━━━━━ Exercise data ━━━━━

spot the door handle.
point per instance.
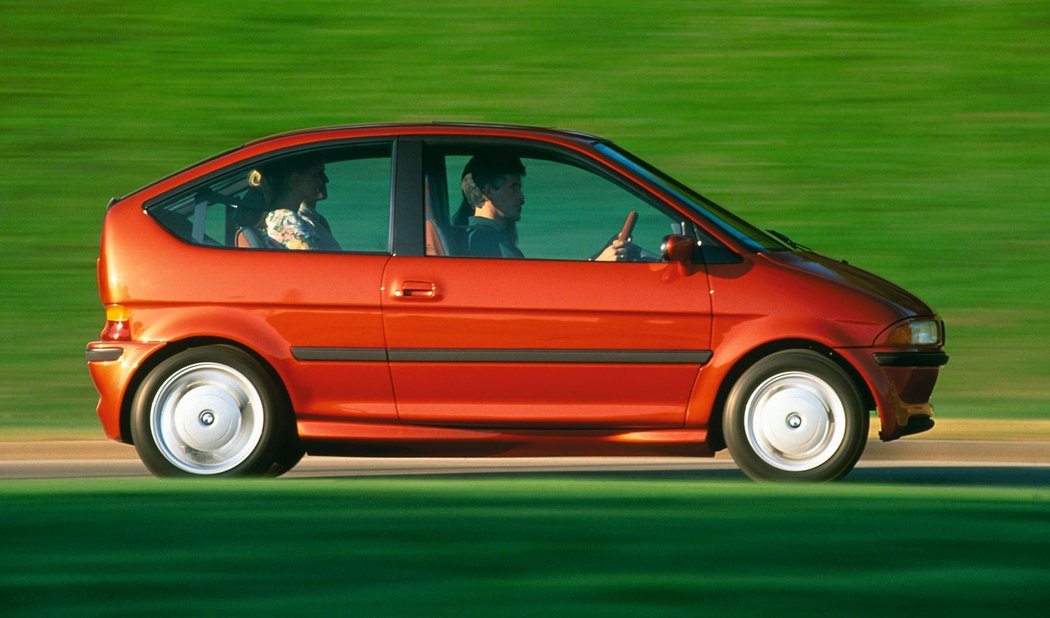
(417, 290)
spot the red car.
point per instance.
(449, 289)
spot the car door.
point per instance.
(313, 312)
(552, 340)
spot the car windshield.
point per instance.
(743, 232)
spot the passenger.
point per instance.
(293, 188)
(492, 200)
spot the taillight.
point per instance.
(118, 324)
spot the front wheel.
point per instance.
(212, 411)
(795, 416)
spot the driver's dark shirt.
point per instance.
(486, 238)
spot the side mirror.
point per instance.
(677, 249)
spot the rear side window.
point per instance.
(333, 198)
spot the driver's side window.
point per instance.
(571, 213)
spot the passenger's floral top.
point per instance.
(292, 230)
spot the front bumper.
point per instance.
(901, 383)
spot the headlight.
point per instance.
(916, 333)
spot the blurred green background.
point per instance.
(910, 137)
(520, 546)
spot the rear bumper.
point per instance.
(113, 366)
(901, 384)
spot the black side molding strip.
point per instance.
(340, 354)
(667, 357)
(103, 354)
(911, 359)
(551, 356)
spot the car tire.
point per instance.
(213, 411)
(795, 416)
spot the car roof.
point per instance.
(292, 139)
(436, 128)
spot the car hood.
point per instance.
(859, 279)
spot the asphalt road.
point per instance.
(984, 463)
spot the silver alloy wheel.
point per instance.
(207, 418)
(795, 421)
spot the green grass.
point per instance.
(909, 137)
(520, 547)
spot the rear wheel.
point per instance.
(212, 411)
(795, 416)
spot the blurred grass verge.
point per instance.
(523, 547)
(910, 139)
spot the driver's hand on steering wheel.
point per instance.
(616, 251)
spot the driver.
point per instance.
(492, 201)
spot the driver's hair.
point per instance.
(489, 169)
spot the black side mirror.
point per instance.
(677, 249)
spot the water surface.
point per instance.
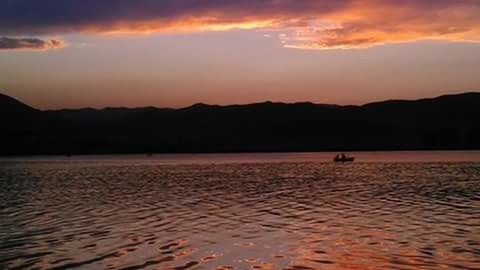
(403, 210)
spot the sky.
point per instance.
(174, 53)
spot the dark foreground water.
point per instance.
(402, 210)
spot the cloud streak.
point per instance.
(33, 44)
(306, 24)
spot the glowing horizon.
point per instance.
(176, 53)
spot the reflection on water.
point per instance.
(289, 214)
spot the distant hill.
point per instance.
(446, 122)
(11, 105)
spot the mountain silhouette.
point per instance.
(446, 122)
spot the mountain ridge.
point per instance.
(443, 122)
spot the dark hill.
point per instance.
(446, 122)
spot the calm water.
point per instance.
(406, 210)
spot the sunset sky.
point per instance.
(173, 53)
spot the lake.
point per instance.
(388, 210)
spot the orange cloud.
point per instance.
(33, 44)
(305, 24)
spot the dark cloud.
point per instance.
(29, 44)
(304, 23)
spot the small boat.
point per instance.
(343, 159)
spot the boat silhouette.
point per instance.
(342, 159)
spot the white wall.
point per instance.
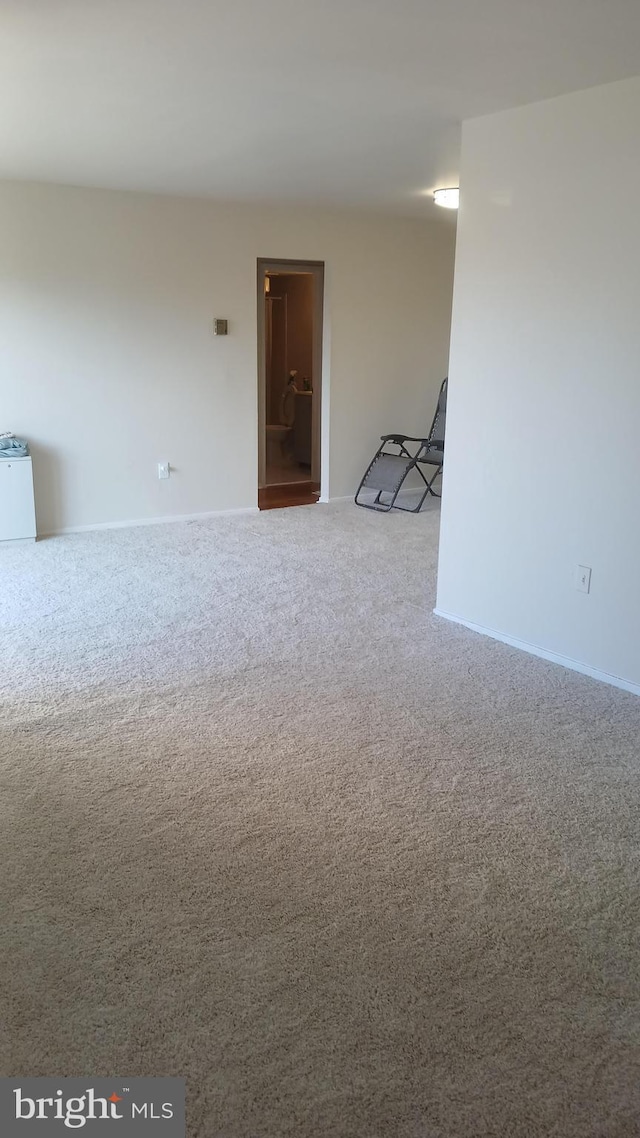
(108, 362)
(543, 427)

━━━━━

:: Task to carry out ::
Would you write out each entry word for word and omit the images?

:: Response to the task ::
spot the door handle.
point per instance.
(417, 290)
spot the red car.
point per instance.
(449, 289)
spot the car door.
point per instance.
(313, 312)
(552, 340)
spot the car windshield.
point per instance.
(743, 232)
spot the passenger.
point per instance.
(293, 188)
(492, 200)
spot the taillight.
point per instance.
(118, 324)
spot the front wheel.
point per instance.
(212, 411)
(795, 416)
spot the driver's dark shirt.
point per instance.
(486, 238)
spot the side mirror.
point per instance.
(677, 249)
spot the rear side window.
point per instance.
(333, 198)
spot the driver's side window.
point per instance.
(571, 213)
spot the passenger's floral top.
point per instance.
(292, 230)
spot the front bumper.
point per instance.
(901, 383)
spot the headlight.
point per instance.
(916, 333)
spot the blurred green background.
point per instance.
(910, 137)
(520, 546)
spot the rear bumper.
point per instance.
(113, 366)
(901, 384)
spot the black side molding strip.
point per instance.
(340, 354)
(667, 357)
(103, 354)
(911, 359)
(551, 356)
spot the car tire.
point per instance.
(213, 411)
(795, 416)
spot the car roof.
point per instance.
(292, 139)
(436, 128)
spot the car hood.
point per instance.
(859, 279)
spot the asphalt road.
point per instance.
(984, 463)
spot the silver alloy wheel.
point per instance.
(207, 418)
(795, 421)
spot the green grass.
point per instance.
(909, 137)
(520, 547)
spot the rear wheel.
point per instance.
(212, 411)
(795, 416)
spot the blurred grass verge.
point per instance.
(523, 547)
(910, 139)
spot the driver's hand on steering wheel.
point per instance.
(616, 251)
spot the driver.
point per instance.
(492, 201)
spot the driver's hair.
point per instance.
(489, 169)
spot the black side mirror.
point per instance.
(677, 249)
spot the water surface.
point per instance.
(403, 210)
spot the sky.
point per instance.
(174, 53)
spot the dark foreground water.
point per instance.
(402, 210)
spot the cloud streak.
point per instance.
(33, 44)
(306, 24)
spot the glowing horizon.
point per instance.
(176, 53)
spot the reflection on water.
point per instance.
(289, 214)
spot the distant hill.
point per instance.
(446, 122)
(11, 105)
spot the mountain silhouette.
point per instance.
(446, 122)
spot the mountain ridge.
point per instance.
(443, 122)
spot the dark hill.
point per instance.
(446, 122)
spot the calm water.
point per instance.
(406, 210)
spot the sunset sky.
point per instance.
(173, 53)
spot the lake.
point per instance.
(388, 210)
spot the orange cloud.
point per instance.
(33, 44)
(305, 24)
spot the dark cloud.
point per instance.
(29, 44)
(304, 23)
spot the small boat.
point per instance.
(343, 159)
spot the boat silhouette.
point per instance.
(342, 159)
spot the white wall.
point per instance.
(108, 362)
(543, 427)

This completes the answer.